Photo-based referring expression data
══════════════════════════════
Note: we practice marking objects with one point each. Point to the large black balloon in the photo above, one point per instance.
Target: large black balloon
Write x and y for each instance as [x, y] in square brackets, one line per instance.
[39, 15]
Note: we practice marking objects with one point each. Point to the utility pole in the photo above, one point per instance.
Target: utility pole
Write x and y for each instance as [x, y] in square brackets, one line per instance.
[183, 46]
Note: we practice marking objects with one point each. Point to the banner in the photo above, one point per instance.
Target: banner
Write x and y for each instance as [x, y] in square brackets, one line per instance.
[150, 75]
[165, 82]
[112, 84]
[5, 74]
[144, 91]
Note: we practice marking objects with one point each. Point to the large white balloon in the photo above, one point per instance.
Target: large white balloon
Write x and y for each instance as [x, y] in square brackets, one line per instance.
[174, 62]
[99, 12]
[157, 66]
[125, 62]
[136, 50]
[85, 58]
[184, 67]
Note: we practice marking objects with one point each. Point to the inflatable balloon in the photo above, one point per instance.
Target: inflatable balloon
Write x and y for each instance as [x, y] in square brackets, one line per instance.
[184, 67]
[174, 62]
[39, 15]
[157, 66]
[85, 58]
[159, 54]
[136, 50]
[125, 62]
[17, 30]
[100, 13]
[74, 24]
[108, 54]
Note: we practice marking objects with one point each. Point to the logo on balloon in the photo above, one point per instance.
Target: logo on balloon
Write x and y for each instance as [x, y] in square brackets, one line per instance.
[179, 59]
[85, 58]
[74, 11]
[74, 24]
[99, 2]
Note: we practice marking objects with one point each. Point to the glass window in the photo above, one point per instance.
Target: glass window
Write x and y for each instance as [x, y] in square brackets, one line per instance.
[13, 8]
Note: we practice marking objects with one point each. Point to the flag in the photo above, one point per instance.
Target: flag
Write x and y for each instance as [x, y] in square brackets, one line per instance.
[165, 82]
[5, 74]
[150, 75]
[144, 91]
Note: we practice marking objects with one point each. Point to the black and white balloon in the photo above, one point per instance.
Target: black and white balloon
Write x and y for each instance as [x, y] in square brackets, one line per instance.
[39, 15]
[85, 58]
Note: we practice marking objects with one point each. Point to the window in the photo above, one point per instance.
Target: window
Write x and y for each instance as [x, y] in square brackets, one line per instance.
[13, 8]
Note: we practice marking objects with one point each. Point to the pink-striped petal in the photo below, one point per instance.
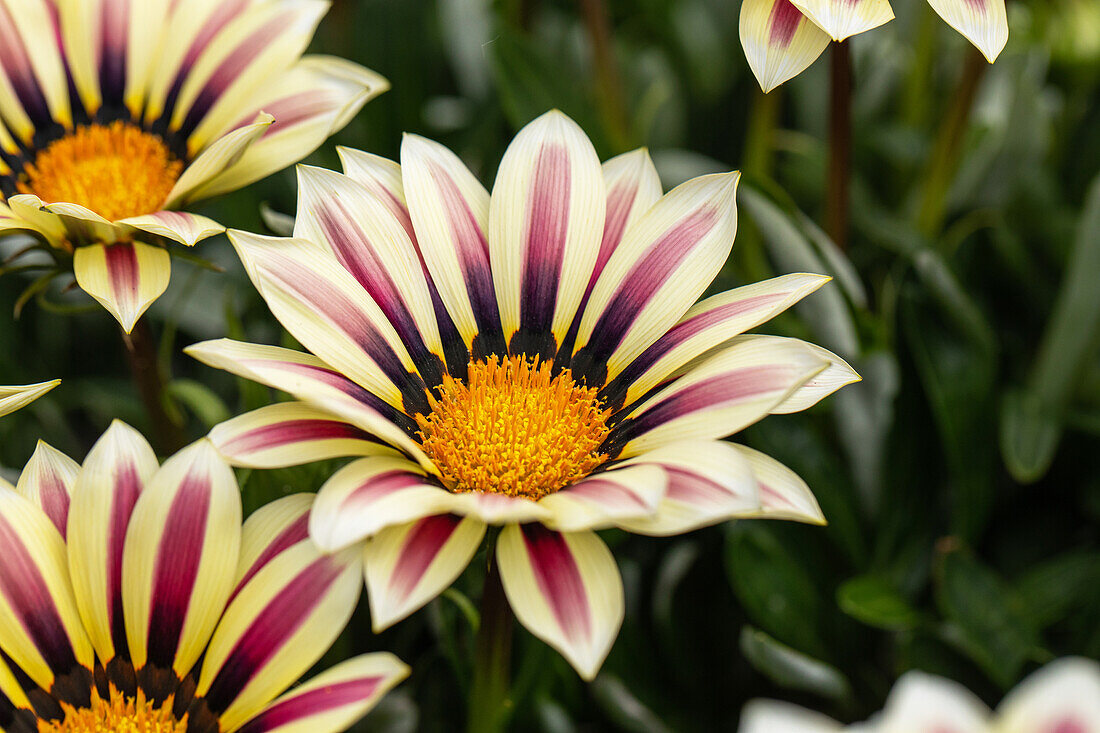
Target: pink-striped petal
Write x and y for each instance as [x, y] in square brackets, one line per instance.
[666, 260]
[333, 700]
[783, 494]
[408, 565]
[125, 277]
[327, 309]
[47, 480]
[706, 326]
[725, 393]
[842, 19]
[608, 499]
[178, 226]
[565, 589]
[17, 397]
[708, 482]
[449, 209]
[270, 531]
[372, 244]
[113, 476]
[545, 223]
[310, 380]
[779, 41]
[985, 23]
[290, 434]
[179, 560]
[371, 494]
[41, 630]
[276, 628]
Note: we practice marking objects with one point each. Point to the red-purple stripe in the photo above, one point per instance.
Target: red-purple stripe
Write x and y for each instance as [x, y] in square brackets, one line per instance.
[32, 606]
[420, 547]
[271, 630]
[287, 431]
[312, 702]
[546, 228]
[294, 533]
[178, 557]
[784, 22]
[559, 579]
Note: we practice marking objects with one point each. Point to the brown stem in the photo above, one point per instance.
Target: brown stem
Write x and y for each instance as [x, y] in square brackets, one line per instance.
[141, 352]
[839, 149]
[490, 707]
[607, 73]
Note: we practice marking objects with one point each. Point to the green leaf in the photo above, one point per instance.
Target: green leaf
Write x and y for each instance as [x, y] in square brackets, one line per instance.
[990, 622]
[792, 669]
[876, 602]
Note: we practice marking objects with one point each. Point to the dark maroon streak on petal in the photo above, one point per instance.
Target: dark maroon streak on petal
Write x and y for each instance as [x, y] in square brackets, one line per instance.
[296, 532]
[647, 275]
[546, 226]
[712, 393]
[128, 488]
[271, 630]
[122, 270]
[314, 702]
[273, 436]
[420, 547]
[559, 579]
[33, 609]
[177, 566]
[683, 331]
[784, 22]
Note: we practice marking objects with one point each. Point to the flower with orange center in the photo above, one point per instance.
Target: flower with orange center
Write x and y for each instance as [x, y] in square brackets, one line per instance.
[782, 37]
[106, 133]
[530, 359]
[132, 600]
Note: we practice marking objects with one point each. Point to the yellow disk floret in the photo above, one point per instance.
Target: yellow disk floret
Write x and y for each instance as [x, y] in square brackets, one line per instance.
[514, 428]
[117, 171]
[118, 714]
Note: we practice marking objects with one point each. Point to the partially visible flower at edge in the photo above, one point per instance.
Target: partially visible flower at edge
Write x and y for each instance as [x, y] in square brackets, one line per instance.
[530, 359]
[17, 397]
[782, 37]
[116, 113]
[133, 599]
[1063, 697]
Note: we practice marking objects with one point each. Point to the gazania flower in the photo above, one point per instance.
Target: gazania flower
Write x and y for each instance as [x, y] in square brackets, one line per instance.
[782, 37]
[1064, 697]
[116, 113]
[530, 359]
[132, 599]
[12, 398]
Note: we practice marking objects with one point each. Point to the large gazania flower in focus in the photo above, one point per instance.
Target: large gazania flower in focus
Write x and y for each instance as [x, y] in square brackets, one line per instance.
[132, 599]
[782, 37]
[116, 113]
[1064, 697]
[530, 359]
[17, 397]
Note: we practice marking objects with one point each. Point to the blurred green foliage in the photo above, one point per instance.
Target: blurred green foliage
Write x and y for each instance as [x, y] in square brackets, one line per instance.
[960, 478]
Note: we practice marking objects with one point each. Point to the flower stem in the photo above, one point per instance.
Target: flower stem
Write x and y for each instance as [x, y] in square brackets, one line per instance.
[490, 706]
[944, 160]
[141, 351]
[839, 145]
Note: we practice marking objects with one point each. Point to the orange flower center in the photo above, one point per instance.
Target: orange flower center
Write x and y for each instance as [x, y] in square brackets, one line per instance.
[117, 171]
[514, 428]
[118, 714]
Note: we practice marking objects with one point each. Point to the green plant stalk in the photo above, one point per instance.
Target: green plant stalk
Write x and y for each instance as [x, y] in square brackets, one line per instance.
[945, 153]
[141, 352]
[837, 187]
[490, 704]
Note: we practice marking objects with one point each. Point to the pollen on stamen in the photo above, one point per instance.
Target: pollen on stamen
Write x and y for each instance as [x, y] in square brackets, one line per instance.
[118, 171]
[119, 713]
[514, 428]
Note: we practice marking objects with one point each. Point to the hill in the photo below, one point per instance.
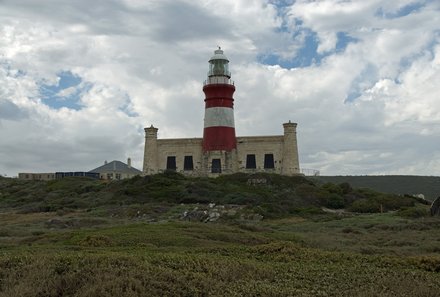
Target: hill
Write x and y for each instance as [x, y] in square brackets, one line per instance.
[158, 236]
[429, 186]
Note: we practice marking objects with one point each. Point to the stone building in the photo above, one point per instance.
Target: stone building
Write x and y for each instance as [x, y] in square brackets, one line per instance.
[116, 170]
[219, 151]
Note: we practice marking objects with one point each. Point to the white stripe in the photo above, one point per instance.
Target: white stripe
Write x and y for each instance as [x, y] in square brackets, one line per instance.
[219, 117]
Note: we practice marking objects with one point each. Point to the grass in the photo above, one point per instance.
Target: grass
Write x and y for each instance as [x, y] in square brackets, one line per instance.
[128, 239]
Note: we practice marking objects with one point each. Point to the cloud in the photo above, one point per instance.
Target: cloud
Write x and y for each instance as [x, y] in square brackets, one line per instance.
[78, 86]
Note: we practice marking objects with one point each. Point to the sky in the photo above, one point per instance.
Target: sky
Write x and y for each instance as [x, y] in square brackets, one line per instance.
[79, 80]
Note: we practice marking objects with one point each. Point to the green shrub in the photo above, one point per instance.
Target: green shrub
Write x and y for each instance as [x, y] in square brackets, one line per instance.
[413, 212]
[365, 206]
[334, 201]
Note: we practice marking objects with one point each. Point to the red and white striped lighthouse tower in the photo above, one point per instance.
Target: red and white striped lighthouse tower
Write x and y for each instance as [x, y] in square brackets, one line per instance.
[219, 128]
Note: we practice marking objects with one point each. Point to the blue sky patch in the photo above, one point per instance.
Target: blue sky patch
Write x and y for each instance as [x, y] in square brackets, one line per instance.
[64, 94]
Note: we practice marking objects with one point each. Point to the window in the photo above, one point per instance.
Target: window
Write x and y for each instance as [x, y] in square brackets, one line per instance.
[188, 163]
[250, 162]
[216, 166]
[171, 163]
[268, 161]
══════════════════════════════
- THE TASK
Say only the number of lines above holding "stalk".

- TASK RESPONSE
2